THE TASK.
Nothing but a number should be returned: the count of lines in the records that contain "hanger".

Spatial localization data
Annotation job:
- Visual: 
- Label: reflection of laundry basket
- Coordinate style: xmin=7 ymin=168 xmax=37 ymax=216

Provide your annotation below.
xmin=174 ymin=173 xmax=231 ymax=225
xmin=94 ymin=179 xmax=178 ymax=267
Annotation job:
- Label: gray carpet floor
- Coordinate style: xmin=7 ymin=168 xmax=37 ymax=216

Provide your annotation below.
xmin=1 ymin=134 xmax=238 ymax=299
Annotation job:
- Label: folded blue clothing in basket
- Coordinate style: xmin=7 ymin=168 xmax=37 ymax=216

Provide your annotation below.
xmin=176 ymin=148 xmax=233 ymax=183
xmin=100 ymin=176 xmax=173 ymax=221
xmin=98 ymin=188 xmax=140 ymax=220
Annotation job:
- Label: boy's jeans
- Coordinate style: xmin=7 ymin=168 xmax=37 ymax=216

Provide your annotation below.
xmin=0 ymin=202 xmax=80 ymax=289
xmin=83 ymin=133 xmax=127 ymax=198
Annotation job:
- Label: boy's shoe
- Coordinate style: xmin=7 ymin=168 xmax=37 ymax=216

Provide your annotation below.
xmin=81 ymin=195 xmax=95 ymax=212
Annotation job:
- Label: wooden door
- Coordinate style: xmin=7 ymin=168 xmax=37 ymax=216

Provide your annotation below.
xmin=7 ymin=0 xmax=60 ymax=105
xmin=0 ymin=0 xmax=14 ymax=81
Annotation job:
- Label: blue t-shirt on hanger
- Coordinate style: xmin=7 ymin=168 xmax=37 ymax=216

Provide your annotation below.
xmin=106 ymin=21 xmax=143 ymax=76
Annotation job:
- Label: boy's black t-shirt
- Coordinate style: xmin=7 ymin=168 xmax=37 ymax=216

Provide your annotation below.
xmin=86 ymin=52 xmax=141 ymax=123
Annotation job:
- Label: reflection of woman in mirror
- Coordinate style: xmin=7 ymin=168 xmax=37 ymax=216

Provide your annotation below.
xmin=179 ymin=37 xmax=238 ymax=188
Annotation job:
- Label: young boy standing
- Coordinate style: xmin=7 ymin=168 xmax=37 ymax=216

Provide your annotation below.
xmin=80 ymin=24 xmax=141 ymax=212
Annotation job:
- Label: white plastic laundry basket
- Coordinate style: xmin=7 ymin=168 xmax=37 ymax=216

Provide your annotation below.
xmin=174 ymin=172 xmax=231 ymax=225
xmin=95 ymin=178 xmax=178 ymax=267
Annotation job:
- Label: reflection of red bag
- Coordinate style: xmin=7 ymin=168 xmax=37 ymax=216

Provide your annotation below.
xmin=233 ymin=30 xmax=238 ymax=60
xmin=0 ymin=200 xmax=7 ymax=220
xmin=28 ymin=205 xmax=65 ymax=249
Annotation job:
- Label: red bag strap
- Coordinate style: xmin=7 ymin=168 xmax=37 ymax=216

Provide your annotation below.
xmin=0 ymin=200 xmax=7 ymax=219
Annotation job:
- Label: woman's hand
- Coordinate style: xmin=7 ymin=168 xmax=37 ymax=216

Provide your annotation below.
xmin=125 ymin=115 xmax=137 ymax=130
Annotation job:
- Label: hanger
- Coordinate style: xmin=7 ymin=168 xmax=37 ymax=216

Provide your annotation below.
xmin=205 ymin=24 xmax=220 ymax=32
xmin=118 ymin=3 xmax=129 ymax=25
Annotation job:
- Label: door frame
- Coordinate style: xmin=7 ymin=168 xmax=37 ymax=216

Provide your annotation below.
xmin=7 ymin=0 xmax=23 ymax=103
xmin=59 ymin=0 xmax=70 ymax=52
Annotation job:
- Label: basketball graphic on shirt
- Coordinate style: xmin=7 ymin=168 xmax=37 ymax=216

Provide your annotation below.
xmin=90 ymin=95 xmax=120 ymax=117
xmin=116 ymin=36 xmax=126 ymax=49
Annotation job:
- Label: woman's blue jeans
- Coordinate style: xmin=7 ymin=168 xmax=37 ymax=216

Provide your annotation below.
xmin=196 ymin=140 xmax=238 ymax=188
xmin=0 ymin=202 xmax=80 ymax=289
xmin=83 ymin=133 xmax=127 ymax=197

COMPLETED TASK.
2